SET EXERCISE: Could you update the records below by replacing every "Put a pin on" with "Place a point on" and leaving everything else unchanged?

# WORKING DATA start

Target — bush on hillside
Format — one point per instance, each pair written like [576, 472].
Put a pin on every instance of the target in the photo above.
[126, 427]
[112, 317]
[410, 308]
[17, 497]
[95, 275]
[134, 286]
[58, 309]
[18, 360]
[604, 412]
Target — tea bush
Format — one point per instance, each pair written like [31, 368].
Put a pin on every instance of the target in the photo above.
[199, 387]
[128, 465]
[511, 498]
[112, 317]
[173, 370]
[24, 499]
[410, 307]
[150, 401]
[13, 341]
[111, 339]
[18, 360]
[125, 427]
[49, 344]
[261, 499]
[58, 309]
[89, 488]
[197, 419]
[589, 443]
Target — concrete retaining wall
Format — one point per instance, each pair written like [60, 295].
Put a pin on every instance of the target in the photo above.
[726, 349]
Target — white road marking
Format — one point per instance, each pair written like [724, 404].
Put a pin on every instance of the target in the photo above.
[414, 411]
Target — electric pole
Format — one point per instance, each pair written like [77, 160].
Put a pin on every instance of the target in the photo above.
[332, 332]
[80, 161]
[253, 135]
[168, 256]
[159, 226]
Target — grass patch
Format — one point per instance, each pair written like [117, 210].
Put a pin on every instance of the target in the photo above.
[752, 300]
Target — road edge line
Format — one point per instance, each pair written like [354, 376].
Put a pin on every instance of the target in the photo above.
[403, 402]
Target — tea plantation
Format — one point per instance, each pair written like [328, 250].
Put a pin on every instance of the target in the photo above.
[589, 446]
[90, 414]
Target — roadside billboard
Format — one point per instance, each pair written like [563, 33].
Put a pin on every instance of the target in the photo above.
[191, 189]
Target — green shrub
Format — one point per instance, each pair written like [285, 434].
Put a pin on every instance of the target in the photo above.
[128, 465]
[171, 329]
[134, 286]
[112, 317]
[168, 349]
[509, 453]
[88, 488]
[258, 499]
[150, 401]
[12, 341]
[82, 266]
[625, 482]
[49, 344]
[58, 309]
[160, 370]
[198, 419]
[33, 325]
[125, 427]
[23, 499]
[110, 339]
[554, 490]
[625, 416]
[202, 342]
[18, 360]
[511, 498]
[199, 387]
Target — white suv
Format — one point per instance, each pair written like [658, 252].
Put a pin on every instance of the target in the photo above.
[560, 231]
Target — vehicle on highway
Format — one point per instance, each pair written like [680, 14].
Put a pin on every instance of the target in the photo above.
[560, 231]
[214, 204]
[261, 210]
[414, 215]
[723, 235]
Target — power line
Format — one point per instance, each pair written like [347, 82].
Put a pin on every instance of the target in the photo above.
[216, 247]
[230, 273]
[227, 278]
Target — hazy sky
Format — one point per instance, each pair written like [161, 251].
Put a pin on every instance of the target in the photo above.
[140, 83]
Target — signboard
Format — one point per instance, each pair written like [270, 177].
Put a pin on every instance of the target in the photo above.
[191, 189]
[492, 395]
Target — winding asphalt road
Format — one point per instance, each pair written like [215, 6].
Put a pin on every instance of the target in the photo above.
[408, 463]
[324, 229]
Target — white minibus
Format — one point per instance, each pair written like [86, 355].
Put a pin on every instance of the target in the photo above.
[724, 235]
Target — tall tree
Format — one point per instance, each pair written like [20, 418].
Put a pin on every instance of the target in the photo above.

# WORKING DATA end

SOLUTION FOR THIS PROBLEM:
Target — bush on hillside
Format — one point per instance, each pair written like [576, 472].
Place a point on every instance of the target in the photo above.
[126, 427]
[112, 317]
[410, 308]
[17, 497]
[95, 275]
[134, 286]
[58, 309]
[18, 360]
[604, 412]
Target — tea bush
Format — one point per instance, each pair written like [31, 368].
Place a point on every instance of the target in the photo above.
[199, 387]
[128, 465]
[511, 498]
[112, 317]
[173, 370]
[24, 499]
[410, 307]
[150, 401]
[13, 341]
[111, 339]
[18, 360]
[125, 427]
[49, 344]
[261, 499]
[58, 309]
[89, 488]
[197, 419]
[589, 443]
Target — concrete retaining wall
Format — one point per instance, each pair written like [60, 295].
Place a point on every instance of the target in the photo above.
[726, 349]
Target — white road marking
Format — one point per instance, each pair written like [724, 404].
Place a point on every instance of the target in the photo above.
[414, 411]
Target — electric pole
Format — one point per instance, each pair written like [77, 160].
Place a point on every instance of the target in the photo above.
[332, 332]
[80, 161]
[253, 135]
[168, 256]
[159, 226]
Target — grass patch
Format — one point per instance, each pair written like [117, 210].
Place a point on every instance of the target in the photo above.
[752, 300]
Target — road edge line
Format — one point per instance, each pair written like [354, 376].
Place a point on every instance of the target in the photo above.
[403, 402]
Target — tea plantation
Format — one point per instance, each pair written like [328, 250].
Place a point on every instance of the target in the photo above.
[589, 446]
[90, 414]
Target — roadside billboard
Format — one point per instance, each pair written like [563, 33].
Place a point on every instance of the target in the photo above.
[191, 189]
Target — green shrub
Format — one point per instance, each pair written like [285, 434].
Place a point on every instance of the target in the photo above.
[128, 465]
[171, 329]
[134, 286]
[112, 317]
[168, 349]
[509, 453]
[88, 488]
[258, 499]
[150, 401]
[12, 341]
[82, 266]
[625, 482]
[49, 344]
[58, 309]
[160, 370]
[198, 419]
[33, 325]
[125, 427]
[23, 499]
[110, 339]
[554, 490]
[625, 416]
[202, 342]
[18, 360]
[511, 498]
[199, 387]
Target — white suv
Format — one point per instance, each pair written like [658, 252].
Place a point on every instance of the target in the photo above.
[560, 231]
Target — vehicle on highway
Format — one point per instance, each pair written like [680, 14].
Place a point on every instance of the target in the photo above.
[560, 231]
[214, 204]
[261, 210]
[414, 215]
[723, 235]
Target — power line
Format — one point per instance, each pair written like [347, 82].
Place a point on every instance of the target in the photo above.
[216, 247]
[230, 273]
[227, 278]
Target — hazy sky
Format — one point per instance, each pair written like [161, 251].
Place a point on every instance of the target in the photo above.
[140, 83]
Target — signboard
Format — one point per instance, each pair written like [270, 177].
Place a point on every instance of the target in the photo above.
[191, 189]
[492, 395]
Target — winding asphalt road
Format — one point per instance, each pair written like [215, 6].
Place a point on every instance of the target in the photo above.
[408, 463]
[324, 229]
Target — white minibus
Format — one point per instance, each pair written like [86, 355].
Place a point on every instance of the target in the photo above.
[724, 235]
Target — tall tree
Format — one point per instance, each pair written like [20, 418].
Place a point on every instance of the target in the photo above.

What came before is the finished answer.